To do:
(a) List every number in the battery-charging advice text, each with the unit or symbol attached to it.
(b) In the battery-charging advice text, what level does the writer aim never to let the domestic batteries drop beyond?
(c) Transcribe the part of the battery-charging advice text that opens with the words containing "This is great" and closes with "the engine running.".

Text section:
START

As a most basic regime, if you ever see the voltage dropping close to 12.2V then either start charging by running the engine or, if it’s after 8pm, then turn everything off and go to bed until you can start charging in the morning. 

This is great advice for those still on the start of the learning curve.  A 12v battery state of charge chart, easily found by Google will give more detail of what the readings mean.  Leave the monitoring on your domestic batteries except for when checking the starter battery specifically - it'll pretty much look after itself as it recovers from a start quite early with the engine running.

 

I'm assuming you have the more common sealed lead acid batteries.  One slight caveat would be that the voltage measurement should be a 'resting' voltage, so if the missus is running her hair dryer it will drop then recover.  The reading first thing in the morning will tell you how well or badly you did yesterday!  My aim is never to let my domestic batteries drop beyond 60% full, more on that lower down.

END

Provided material:
START

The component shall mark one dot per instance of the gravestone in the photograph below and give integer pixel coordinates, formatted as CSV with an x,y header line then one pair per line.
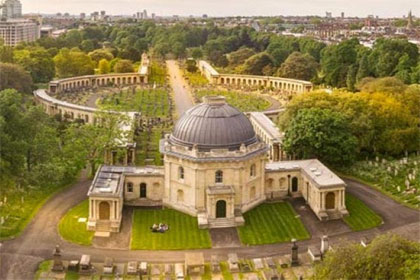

END

Answers below:
(a) 12.2V, 8pm, 12v, 60%

(b) 60% full.

(c)
This is great advice for those still on the start of the learning curve.  A 12v battery state of charge chart, easily found by Google will give more detail of what the readings mean.  Leave the monitoring on your domestic batteries except for when checking the starter battery specifically - it'll pretty much look after itself as it recovers from a start quite early with the engine running.